»»

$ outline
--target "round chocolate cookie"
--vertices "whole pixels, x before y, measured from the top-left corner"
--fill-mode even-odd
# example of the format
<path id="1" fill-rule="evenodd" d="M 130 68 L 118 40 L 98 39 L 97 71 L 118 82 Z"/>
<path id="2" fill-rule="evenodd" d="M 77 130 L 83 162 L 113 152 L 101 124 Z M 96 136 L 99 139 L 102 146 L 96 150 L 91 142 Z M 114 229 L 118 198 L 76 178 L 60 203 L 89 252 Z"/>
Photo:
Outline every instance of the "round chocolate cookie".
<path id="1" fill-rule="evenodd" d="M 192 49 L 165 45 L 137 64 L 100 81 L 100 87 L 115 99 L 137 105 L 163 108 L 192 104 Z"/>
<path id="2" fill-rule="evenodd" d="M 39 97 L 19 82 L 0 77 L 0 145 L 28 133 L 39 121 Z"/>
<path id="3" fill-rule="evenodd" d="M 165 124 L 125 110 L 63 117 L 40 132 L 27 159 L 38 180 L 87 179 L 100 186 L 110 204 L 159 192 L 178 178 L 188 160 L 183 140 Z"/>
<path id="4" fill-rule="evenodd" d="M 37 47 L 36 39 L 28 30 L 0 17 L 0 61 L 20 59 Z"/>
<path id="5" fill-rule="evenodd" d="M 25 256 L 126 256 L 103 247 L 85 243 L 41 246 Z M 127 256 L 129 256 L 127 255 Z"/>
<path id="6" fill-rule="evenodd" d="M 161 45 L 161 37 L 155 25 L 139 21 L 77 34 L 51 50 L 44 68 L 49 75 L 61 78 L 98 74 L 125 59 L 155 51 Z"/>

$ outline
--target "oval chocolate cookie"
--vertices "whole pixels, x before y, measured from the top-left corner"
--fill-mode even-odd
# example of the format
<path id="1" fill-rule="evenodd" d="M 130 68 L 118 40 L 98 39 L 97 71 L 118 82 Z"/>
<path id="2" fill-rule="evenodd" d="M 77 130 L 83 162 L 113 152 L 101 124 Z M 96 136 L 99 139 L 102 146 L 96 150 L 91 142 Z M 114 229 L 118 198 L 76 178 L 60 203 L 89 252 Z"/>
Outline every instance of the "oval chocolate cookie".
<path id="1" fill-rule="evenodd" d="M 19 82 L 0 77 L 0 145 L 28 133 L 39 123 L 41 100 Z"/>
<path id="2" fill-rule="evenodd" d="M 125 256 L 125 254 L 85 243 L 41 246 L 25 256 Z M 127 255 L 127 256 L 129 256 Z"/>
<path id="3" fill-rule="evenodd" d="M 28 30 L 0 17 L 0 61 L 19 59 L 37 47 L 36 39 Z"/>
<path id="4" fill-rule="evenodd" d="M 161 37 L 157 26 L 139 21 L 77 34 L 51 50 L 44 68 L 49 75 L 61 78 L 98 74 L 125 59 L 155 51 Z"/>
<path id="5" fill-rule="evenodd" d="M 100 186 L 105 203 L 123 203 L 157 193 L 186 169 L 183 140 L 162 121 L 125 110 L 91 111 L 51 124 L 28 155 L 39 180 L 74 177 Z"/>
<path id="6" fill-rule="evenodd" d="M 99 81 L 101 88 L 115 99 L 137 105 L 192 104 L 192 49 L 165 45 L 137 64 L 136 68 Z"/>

««

:: SHORT PROBLEM ::
Can you recast each line of the records above as a two-column Markdown table, with "Row" holding the row number and "Line" holding the line, and skip any blank lines?

:: THE SOLUTION ::
| Row | Line |
|---|---|
| 1 | $ outline |
| 2 | --target "round chocolate cookie" |
| 3 | --vertices "whole pixels, x before y, measured from the top-left corner" |
| 4 | --fill-mode even-odd |
| 5 | # example of the format |
| 6 | <path id="1" fill-rule="evenodd" d="M 130 68 L 118 40 L 98 39 L 97 71 L 118 82 Z"/> |
| 7 | <path id="2" fill-rule="evenodd" d="M 77 130 L 83 162 L 113 152 L 101 124 Z M 96 136 L 99 139 L 102 146 L 96 150 L 91 142 Z M 114 229 L 118 198 L 76 178 L 60 203 L 89 252 Z"/> |
| 8 | Photo: |
| 9 | Outline every instance of the "round chocolate cookie". |
| 10 | <path id="1" fill-rule="evenodd" d="M 192 49 L 165 45 L 137 64 L 100 81 L 100 87 L 115 99 L 137 105 L 163 108 L 192 104 Z"/> |
| 11 | <path id="2" fill-rule="evenodd" d="M 39 97 L 19 82 L 0 77 L 0 145 L 28 133 L 39 121 Z"/> |
| 12 | <path id="3" fill-rule="evenodd" d="M 165 124 L 125 110 L 63 117 L 40 132 L 27 159 L 38 180 L 87 179 L 100 186 L 110 204 L 159 192 L 178 178 L 188 160 L 183 140 Z"/> |
| 13 | <path id="4" fill-rule="evenodd" d="M 37 47 L 36 39 L 28 30 L 0 17 L 0 61 L 20 59 Z"/> |
| 14 | <path id="5" fill-rule="evenodd" d="M 25 256 L 126 256 L 103 247 L 85 243 L 41 246 Z M 127 256 L 129 256 L 127 255 Z"/> |
| 15 | <path id="6" fill-rule="evenodd" d="M 161 45 L 161 37 L 155 25 L 139 21 L 77 34 L 51 50 L 44 68 L 49 75 L 61 78 L 98 74 L 125 59 L 155 51 Z"/> |
| 16 | $ outline |
| 17 | --target "oval chocolate cookie" |
| 18 | --vertices "whole pixels, x before y, measured from the top-left corner" |
| 19 | --fill-mode even-odd |
| 20 | # example of the format |
| 21 | <path id="1" fill-rule="evenodd" d="M 130 68 L 118 40 L 98 39 L 97 71 L 118 82 Z"/> |
| 22 | <path id="2" fill-rule="evenodd" d="M 77 130 L 83 162 L 113 152 L 101 124 Z M 96 136 L 99 139 L 102 146 L 96 150 L 91 142 Z M 114 229 L 118 198 L 76 178 L 60 203 L 89 252 Z"/> |
| 23 | Outline every instance of the "oval chocolate cookie". |
| 24 | <path id="1" fill-rule="evenodd" d="M 19 82 L 0 77 L 0 145 L 28 133 L 39 123 L 41 100 Z"/> |
| 25 | <path id="2" fill-rule="evenodd" d="M 125 256 L 125 254 L 85 243 L 41 246 L 25 256 Z M 127 255 L 127 256 L 129 256 Z"/> |
| 26 | <path id="3" fill-rule="evenodd" d="M 28 30 L 0 17 L 0 61 L 19 59 L 37 47 L 36 39 Z"/> |
| 27 | <path id="4" fill-rule="evenodd" d="M 161 37 L 157 26 L 139 21 L 77 34 L 51 50 L 44 68 L 49 75 L 61 78 L 98 74 L 125 59 L 155 51 Z"/> |
| 28 | <path id="5" fill-rule="evenodd" d="M 100 186 L 105 203 L 123 203 L 157 193 L 186 169 L 183 140 L 162 121 L 125 110 L 91 111 L 51 124 L 28 155 L 39 180 L 74 177 Z"/> |
| 29 | <path id="6" fill-rule="evenodd" d="M 99 81 L 101 88 L 115 99 L 137 105 L 192 104 L 192 49 L 165 45 L 137 64 L 136 68 Z"/> |